> ACTIONS TO TAKE
1. From the Cubs post, transcribe the passage that begins at the words "I wasn't around" and stops after the words "to scoring runs.".
2. List every calendar month named in the Cubs post.

> STUDY TEXT
Despite Sweeping The Division Leading Brewers In Yesterday's Double-Header, The Cubs Still Haven't Course Corrected Their Month Long Skid, And Have Fans Bringing Laptops To Games To Finish Work

Here’s where things stand right now- the Cubs are 72–54 and sitting pretty in second place in the NL Central. 

Still within striking distance of Milwaukee, firmly in the Wild Card race, and playing meaningful baseball deep into August. 

On paper, that’s a hell of a spot to be in. If I had told you back in April that come August, this team would be almost 20 games over .500 with an easy schedule down the stretch, you’d have signed in blood.

And yet, something still feels off.

But I don't want to be all doom and gloom. The Cubs did just sweep a doubleheader from Milwaukee, and the bullpen looks like it’s finally stabilized into something trustworthy. (Shocking when you consider the names its comprised of and that it's been held together by shoelaces and bubble gum the last 5 years)

Seven relievers combined to toss scoreless innings the other day, which is not a sentence anyone would’ve expected to read back in May. Or maybe they would? 

Even role guys like Owen Caissie and Willi Castro are stepping up with big hits in big moments.

They’ve also held steady despite some serious injury hits. Justin Steele is done for the year with elbow surgery, Ben Brown has been wobbly, and the rotation’s been patched together with duct tape and prayers. Somehow, it’s worked well enough to keep them in the hunt.

The bad news though is that the offense has gone flatter than a warm Miller High Life. Since the All-Star break, the Cubs are 24th in MLB in runs scored. That’s not just “meh,” that’s bottom-feeding, Pirates-level trash.

The biggest issue is obviously Kyle Tucker. Before the break, he was hitting .280 with 17 homers. Since then, he’s hitting about .182, with one home run. He’s getting booed at Wrigley now. Counsell even benched him for a “mental reset.”

It’s not just him, though. The whole lineup can’t buy a hit with runners in scoring position. They went 0-for-8 in one game last week and have had multiple shutouts where they looked like they forgot how to hit completely. 

Remember how Wrigley used to be a launching pad for home runs? Not this year. Through June they had 26 homers at home compared to 54 on the road. That’s an insane stat that my friend Carl would be proud of me for pointing out.

I wasn't around for it, but lifelong CUbs fans have nervous jitters because they've seen this movie before- 1977. First-half juggernaut, second-half collapse.  When you go 8–12 in a critical stretch like they just did, that ghost of ’77 starts rattling chains.

It almost happened in 2007 but Lou Pinella saved the day - 

Not that I'm worried, but something tells me Craig Counsell doesn't maintain that same demeanor.

The Brewers are too good to hand back the division if the Cubs keep choking in big spots. And while the Wild Card is still in play, it’s hard to feel confident when your offense looks like it’s allergic to scoring runs.

This is obvioiusly still a playoff-caliber team. The bullpen is surprisingly resilient and strong, the rotation has reinforcements coming, and guys like Caissie might be emerging at the perfect time. But if Tucker (and PCA) don’t snap out of their funk and the offense doesn’t wake up, the Cubs are going to be that team in October that everyone says “had a nice year” while they’re golfing in Arizona by the second week of the month.

> EXTRACTED MATERIAL
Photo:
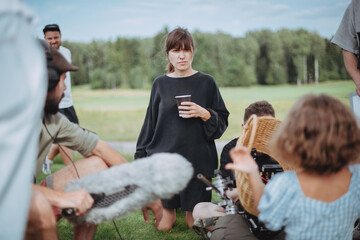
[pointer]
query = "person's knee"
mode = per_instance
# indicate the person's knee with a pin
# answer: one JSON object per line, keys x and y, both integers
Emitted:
{"x": 41, "y": 216}
{"x": 168, "y": 220}
{"x": 96, "y": 164}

> ANSWER SECTION
1.
I wasn't around for it, but lifelong CUbs fans have nervous jitters because they've seen this movie before- 1977. First-half juggernaut, second-half collapse.  When you go 8–12 in a critical stretch like they just did, that ghost of ’77 starts rattling chains.

It almost happened in 2007 but Lou Pinella saved the day - 

Not that I'm worried, but something tells me Craig Counsell doesn't maintain that same demeanor.

The Brewers are too good to hand back the division if the Cubs keep choking in big spots. And while the Wild Card is still in play, it’s hard to feel confident when your offense looks like it’s allergic to scoring runs.

2.
April
May
June
August
October